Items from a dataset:
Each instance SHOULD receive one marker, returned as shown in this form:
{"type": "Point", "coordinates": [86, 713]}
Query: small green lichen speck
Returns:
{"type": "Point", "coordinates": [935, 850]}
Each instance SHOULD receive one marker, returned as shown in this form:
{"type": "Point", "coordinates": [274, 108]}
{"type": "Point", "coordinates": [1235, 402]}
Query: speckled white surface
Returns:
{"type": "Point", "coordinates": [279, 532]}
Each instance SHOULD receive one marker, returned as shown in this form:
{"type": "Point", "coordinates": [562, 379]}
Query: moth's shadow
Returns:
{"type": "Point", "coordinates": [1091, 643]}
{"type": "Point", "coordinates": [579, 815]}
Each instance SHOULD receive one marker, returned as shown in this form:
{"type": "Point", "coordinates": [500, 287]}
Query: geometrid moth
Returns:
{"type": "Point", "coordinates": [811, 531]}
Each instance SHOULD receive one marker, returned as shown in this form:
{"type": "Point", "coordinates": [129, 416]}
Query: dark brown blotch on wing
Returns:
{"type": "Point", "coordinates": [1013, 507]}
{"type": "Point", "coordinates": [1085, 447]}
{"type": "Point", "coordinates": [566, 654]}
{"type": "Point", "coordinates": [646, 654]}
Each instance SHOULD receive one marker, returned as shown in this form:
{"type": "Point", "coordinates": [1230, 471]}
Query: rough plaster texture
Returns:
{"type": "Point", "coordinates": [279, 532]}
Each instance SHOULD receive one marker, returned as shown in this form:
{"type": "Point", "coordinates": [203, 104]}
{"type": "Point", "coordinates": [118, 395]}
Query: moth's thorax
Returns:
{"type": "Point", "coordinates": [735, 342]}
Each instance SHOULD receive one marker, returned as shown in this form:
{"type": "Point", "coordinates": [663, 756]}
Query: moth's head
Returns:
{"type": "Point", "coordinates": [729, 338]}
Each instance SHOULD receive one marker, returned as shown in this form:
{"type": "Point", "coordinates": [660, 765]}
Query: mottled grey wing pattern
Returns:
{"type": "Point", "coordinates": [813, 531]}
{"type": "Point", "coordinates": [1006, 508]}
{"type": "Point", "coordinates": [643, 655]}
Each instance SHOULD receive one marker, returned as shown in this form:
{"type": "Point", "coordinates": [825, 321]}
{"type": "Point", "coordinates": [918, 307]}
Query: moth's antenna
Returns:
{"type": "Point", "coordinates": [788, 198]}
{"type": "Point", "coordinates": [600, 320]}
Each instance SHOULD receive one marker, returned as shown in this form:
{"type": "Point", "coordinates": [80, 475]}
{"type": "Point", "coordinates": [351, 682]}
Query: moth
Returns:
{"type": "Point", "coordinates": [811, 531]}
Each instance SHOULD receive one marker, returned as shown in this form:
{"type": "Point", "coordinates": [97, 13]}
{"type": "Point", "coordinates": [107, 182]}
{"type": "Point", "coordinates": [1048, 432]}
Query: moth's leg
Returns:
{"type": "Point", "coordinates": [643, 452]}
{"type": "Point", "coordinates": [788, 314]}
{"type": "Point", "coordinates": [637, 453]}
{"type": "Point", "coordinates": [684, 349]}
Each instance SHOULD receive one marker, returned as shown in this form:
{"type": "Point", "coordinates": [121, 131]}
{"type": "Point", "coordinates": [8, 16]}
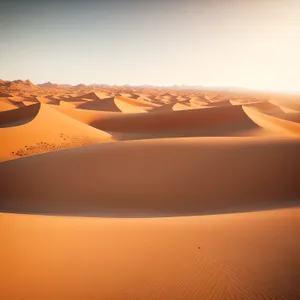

> **Assignment**
For the string "Query", go through the entries above and copy each line where it occurs.

> **Task response**
Query: small green lichen speck
Query: speckled white surface
Query: moth's shadow
Query: geometrid moth
Query: dark brown blotch on wing
Query: rough plaster texture
Query: moth's thorax
Query: moth's head
Query: mottled grey wing pattern
Query: moth's antenna
Query: moth
Query: moth's leg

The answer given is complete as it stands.